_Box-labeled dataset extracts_
........

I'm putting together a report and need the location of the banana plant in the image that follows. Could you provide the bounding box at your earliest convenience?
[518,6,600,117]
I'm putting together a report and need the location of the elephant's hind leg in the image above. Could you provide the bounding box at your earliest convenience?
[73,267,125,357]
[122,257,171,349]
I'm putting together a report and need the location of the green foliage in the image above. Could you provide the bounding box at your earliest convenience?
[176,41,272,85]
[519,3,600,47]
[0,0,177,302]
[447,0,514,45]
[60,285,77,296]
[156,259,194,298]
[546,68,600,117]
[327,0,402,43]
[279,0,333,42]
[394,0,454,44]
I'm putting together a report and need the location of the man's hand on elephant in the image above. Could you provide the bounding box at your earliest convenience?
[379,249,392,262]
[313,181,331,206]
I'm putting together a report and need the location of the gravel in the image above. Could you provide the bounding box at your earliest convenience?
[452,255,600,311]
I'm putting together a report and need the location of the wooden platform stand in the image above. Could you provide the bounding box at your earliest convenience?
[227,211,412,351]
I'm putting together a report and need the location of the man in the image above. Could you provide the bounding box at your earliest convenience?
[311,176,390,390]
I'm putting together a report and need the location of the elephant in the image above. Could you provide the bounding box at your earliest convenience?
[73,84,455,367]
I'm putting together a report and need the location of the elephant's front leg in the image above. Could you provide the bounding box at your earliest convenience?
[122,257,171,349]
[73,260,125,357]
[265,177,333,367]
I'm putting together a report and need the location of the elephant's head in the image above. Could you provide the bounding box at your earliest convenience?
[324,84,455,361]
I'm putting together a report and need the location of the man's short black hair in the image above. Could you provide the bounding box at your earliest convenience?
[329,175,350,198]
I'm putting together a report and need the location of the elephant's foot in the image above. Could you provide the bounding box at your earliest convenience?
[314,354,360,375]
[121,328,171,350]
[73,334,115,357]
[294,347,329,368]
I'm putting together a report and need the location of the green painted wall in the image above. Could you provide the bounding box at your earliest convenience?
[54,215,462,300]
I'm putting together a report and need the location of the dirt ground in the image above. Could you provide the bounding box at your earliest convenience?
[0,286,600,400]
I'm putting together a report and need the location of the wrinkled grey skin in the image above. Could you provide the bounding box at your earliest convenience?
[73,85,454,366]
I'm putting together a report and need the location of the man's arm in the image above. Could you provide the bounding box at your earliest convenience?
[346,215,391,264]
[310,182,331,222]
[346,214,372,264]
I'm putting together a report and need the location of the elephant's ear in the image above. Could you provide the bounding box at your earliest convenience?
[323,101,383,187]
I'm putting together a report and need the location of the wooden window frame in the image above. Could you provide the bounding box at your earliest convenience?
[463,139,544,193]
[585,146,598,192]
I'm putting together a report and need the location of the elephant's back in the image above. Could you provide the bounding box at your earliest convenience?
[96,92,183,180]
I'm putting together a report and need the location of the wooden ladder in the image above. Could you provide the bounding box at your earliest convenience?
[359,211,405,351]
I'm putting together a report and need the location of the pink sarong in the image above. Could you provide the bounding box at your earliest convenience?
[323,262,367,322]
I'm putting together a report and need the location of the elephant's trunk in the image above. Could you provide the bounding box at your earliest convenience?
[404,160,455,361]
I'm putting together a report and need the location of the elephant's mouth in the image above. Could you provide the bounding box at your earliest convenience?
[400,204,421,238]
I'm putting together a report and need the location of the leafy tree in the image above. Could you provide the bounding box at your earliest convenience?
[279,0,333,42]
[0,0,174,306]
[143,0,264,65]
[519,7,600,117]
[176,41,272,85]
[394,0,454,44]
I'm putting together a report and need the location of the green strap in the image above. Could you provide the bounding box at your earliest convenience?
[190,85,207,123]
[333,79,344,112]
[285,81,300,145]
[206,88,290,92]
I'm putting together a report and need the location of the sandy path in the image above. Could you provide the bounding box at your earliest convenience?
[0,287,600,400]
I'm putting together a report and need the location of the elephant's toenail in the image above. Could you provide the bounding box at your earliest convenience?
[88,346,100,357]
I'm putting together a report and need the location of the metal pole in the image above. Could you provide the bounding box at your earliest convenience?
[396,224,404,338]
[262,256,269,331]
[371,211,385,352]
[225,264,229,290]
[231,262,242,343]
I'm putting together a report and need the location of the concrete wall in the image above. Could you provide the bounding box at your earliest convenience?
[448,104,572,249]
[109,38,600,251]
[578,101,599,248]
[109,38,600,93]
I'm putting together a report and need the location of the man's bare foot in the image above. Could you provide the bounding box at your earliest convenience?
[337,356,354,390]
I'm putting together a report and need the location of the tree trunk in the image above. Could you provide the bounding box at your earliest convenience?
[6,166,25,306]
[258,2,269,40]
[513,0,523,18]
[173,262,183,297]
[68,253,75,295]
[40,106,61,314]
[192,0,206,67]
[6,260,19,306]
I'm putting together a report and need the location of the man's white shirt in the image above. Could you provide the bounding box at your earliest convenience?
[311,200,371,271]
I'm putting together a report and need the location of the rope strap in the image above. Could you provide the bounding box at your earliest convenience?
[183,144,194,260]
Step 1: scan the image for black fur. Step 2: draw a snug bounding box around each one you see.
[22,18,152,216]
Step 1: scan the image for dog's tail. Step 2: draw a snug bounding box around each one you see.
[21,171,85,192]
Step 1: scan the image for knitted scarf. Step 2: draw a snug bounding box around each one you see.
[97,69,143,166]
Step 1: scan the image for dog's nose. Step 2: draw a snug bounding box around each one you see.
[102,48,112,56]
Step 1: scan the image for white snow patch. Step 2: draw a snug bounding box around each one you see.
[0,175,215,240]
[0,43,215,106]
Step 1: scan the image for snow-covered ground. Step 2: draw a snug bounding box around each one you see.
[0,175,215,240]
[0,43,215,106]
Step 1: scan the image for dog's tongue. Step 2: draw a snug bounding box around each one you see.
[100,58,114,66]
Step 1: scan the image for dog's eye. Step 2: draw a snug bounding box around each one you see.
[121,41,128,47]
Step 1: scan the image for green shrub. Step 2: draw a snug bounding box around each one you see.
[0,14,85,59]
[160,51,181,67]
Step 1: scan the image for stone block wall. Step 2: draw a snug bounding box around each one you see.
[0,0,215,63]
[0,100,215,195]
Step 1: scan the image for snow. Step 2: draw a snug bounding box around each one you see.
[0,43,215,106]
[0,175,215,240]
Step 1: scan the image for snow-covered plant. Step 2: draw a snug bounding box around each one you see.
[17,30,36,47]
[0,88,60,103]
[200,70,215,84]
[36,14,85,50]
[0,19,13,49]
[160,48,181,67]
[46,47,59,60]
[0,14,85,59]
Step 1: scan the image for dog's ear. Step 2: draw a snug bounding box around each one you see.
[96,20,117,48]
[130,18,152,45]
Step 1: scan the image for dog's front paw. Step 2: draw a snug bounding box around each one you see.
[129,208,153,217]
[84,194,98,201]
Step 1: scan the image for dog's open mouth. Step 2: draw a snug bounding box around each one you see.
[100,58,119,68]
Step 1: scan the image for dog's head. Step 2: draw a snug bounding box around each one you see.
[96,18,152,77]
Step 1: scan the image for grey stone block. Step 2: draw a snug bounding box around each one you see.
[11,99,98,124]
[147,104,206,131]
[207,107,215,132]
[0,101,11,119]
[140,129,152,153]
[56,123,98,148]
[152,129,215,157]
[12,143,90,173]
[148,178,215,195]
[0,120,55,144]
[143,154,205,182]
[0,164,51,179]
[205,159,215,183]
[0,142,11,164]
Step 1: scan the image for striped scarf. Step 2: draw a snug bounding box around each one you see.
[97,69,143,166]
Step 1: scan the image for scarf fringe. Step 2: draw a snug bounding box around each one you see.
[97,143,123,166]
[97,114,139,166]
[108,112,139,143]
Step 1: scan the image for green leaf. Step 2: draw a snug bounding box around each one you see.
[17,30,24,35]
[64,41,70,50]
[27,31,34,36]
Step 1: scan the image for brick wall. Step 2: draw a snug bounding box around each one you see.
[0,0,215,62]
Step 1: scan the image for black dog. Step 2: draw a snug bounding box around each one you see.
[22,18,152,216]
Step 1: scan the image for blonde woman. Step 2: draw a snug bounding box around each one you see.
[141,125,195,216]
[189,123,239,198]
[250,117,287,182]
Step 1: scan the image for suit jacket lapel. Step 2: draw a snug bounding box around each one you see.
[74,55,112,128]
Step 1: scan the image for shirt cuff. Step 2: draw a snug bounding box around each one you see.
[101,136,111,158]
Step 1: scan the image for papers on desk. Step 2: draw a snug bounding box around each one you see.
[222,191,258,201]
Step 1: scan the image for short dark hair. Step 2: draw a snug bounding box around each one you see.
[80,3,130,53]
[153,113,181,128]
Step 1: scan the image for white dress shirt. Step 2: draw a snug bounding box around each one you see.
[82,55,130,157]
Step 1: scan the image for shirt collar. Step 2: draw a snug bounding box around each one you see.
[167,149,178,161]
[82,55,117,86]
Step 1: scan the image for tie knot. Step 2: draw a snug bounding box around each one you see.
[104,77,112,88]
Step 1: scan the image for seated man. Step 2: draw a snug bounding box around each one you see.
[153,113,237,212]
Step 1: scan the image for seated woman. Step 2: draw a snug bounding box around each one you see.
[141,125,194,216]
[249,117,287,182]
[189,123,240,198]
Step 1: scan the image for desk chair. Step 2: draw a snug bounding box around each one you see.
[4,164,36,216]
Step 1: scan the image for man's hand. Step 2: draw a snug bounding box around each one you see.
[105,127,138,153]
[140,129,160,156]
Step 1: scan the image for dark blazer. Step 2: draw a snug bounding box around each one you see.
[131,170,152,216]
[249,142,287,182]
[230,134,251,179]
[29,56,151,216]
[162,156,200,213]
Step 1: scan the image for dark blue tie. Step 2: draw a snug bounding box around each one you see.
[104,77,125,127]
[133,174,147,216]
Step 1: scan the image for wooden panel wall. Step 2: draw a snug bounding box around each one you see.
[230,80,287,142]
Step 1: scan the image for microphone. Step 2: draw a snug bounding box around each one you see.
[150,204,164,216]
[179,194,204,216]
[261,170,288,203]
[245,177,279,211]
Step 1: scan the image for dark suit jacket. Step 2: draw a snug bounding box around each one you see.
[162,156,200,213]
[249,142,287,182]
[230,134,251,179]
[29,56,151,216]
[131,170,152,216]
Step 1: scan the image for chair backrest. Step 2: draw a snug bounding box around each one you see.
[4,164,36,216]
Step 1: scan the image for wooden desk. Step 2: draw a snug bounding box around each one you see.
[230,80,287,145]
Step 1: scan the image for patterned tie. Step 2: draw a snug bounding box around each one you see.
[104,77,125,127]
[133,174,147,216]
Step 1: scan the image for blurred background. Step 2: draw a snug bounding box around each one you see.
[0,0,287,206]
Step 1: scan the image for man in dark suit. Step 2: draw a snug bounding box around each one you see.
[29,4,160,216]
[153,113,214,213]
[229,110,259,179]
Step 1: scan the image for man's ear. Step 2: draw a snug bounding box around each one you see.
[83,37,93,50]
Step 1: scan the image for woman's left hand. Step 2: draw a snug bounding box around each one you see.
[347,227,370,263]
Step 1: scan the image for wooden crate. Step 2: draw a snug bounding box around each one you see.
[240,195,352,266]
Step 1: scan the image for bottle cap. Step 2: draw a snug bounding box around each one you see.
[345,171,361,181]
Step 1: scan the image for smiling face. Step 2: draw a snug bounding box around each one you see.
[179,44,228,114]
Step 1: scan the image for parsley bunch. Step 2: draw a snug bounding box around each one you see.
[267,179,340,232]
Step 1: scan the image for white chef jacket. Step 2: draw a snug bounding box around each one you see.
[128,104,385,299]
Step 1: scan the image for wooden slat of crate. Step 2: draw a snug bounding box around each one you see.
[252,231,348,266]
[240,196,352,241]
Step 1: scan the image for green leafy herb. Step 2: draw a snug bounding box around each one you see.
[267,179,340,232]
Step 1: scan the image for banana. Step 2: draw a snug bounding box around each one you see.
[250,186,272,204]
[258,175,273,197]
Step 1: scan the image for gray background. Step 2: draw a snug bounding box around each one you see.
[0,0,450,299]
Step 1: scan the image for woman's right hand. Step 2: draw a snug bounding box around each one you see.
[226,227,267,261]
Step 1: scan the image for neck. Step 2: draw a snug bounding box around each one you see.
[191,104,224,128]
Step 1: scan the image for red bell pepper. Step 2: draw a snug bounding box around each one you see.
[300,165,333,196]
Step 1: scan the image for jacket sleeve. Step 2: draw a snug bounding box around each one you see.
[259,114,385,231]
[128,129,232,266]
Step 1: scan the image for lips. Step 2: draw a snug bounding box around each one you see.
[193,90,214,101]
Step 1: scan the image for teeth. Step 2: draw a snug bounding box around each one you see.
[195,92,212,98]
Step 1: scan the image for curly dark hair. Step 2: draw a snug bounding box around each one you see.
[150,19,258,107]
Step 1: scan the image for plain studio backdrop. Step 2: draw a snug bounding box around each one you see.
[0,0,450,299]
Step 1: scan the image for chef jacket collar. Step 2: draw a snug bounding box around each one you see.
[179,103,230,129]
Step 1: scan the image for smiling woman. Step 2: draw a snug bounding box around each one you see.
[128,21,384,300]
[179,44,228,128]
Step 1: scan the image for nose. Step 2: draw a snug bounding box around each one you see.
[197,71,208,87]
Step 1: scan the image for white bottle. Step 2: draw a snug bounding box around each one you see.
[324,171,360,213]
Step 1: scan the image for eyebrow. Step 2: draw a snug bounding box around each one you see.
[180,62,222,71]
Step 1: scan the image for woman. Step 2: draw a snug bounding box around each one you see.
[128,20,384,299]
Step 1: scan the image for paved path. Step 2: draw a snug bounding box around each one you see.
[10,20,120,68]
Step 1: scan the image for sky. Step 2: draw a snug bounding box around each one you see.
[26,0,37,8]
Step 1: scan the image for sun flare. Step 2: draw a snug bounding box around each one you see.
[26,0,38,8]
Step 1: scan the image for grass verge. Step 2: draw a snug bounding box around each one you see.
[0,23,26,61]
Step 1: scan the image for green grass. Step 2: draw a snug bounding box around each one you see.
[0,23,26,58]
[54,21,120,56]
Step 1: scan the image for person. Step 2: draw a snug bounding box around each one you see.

........

Could you edit the rows between the lines holding "Step 1: scan the image for neck." and "[128,20,384,299]", inclusive, so that "snug" becomes "tight" and everything else stays unchanged?

Step 1: scan the image for neck. Step 2: draw a tight bounding box around each one you see.
[191,104,224,128]
Step 1: scan the image for red bell pepper. Step 2: draw a tight bounding box around each one you see.
[300,165,333,196]
Step 1: scan the image for jacket sleeve. Step 2: draw a tight bounding box around each one you see.
[259,114,385,231]
[128,129,232,266]
Step 1: scan the image for lips. Step 2: draw a tight bounding box around each one you see.
[193,90,214,101]
Step 1: scan the image for teeth. Step 2: draw a tight bounding box around each one you see.
[195,92,212,98]
Step 1: scan the image for curly dark hair. Step 2: draw a tight bounding box around each one you see.
[150,19,258,107]
Step 1: scan the image for plain studio backdrop. Step 2: draw a tight bounding box around each one you see.
[0,0,450,299]
Step 1: scan the image for chef jacket collar. Step 2: draw a tight bounding box around each one you see.
[179,103,230,129]
Step 1: scan the image for smiling woman. Step 2: draw a tight bounding box around each one you see.
[128,21,384,300]
[179,44,228,128]
Step 1: scan the image for nose. Step 2: draw a tight bounding box around each one you see.
[197,71,208,87]
Step 1: scan the image for white bottle. Step 2: draw a tight bounding box around each one you see.
[324,171,360,213]
Step 1: scan the image for eyebrow. Step 2: draw a tight bounding box around each one you see.
[180,62,222,71]
Step 1: scan the image for woman. Step 2: draw a tight bounding box around each one you see.
[128,20,384,299]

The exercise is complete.